FRAGMENTO PROPORCIONADO:
* * * * * * * * *

En paralelo a estos sucesos, Irlanda empleó el catolicismo como forma de resistencia al dominio inglés. La religión solo era un factor más en la guerra por mantener a Inglaterra a una distancia prudencial , pero elevó la violencia y el odio hasta convertir el conflicto en un baño de sangre. Se calcula que un tercio de la población irlandesa sufrió las consecuencias mortales de que Irlanda se implicara en la guerra civil de 1636 entre monárquicos y republicanos ingleses. Oliver Cromwell no tuvo nunca piedad con los rebeldes irlandeses vinculados al catolicismo, confesión hacía la que sentía cierta aversión personal.

Con la creación del Reino Unido de Gran Bretaña en 1707 se ratificó la prohibición, todavía hoy en vigor, de que un católico ocupara el trono de Inglaterra.

* * * * * * * * *

DATOS PROPORCIONADOS:
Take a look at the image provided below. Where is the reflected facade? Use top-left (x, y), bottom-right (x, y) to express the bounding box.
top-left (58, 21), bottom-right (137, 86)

* * * * * * * * *

TAREAS:
**1.** Responde estas preguntas con la información del fragmento sobre Irlanda y el catolicismo:
(a) ¿Qué empleó Irlanda como forma de resistencia al dominio inglés?
(b) ¿Qué proporción de la población irlandesa sufrió consecuencias mortales?
(c) ¿Qué prohibición se ratificó con la creación del Reino Unido de Gran Bretaña en 1707?
**2.** Prosigue el fragmento sobre Irlanda y el catolicismo a partir de su última oración.
Los datos provienen de una fuente distinta a la del fragmento.

RESPUESTAS POR TAREA:
**1.**
(a) Irlanda empleó el catolicismo.
(b) Las sufrió un tercio de la población irlandesa.
(c) Se ratificó la prohibición de que un católico ocupara el trono de Inglaterra.

**2.**
El paso del XVII al XVIII fue el arranque, tímido y lento pero inexorable, del principio del fin de la discriminación de los católicos de a pie en lo que ya era Gran Bretaña. Poco a poco aumentaba la tolerancia hacia la práctica del catolicismo, tendencia que se plasmaba en la aparición de nuevas iglesias y lugares de culto, así como de congregaciones, aunque fuesen formalmente ilegales. Nada, sin embargo, se movía en el plano político e institucional: los papistas seguían excluidos de cualquier cargo público y seguían marginados en la vida social. El punto de inflexión se produjo en 1746 con la derrota definitiva del príncipe Carlos Estuardo –nieto de Jacobo II– en la batalla de Culloden. El episodio sirvió para diluir paulatinamente la animosidad oficial a hacia los católicos y desembocó en la votación de la Ley de Ayuda Católica: esta ley derogó, entre otras disposiciones, la relativa al enjuiciamiento de sacerdotes y la cadena perpetua por mantener una escuela católica. Asimismo, los católicos estaban facultados para enajenar propiedades y heredarlas. Hasta entonces, el beneficiario de la herencia de un católico era el pariente anglicano más próximo.

Las cosas empezaron, sin embargo, a cambiar poco a poco a favor de los católicos con la aprobación en 1778 de la llamada Ley de los Papistas, que permitía a los de esa fe tener propiedades, heredar tierras e ingresar en el Ejército.

Mas todos estos avances no fueron bien recibidos por un sector del establishment anglicano, una de cuyas figuras, Lord John Gordon, elevó en 1780 una petición para derogar la ley. No hizo falta más para que estallasen unos disturbios que ensangrentaron Londres durante varios días.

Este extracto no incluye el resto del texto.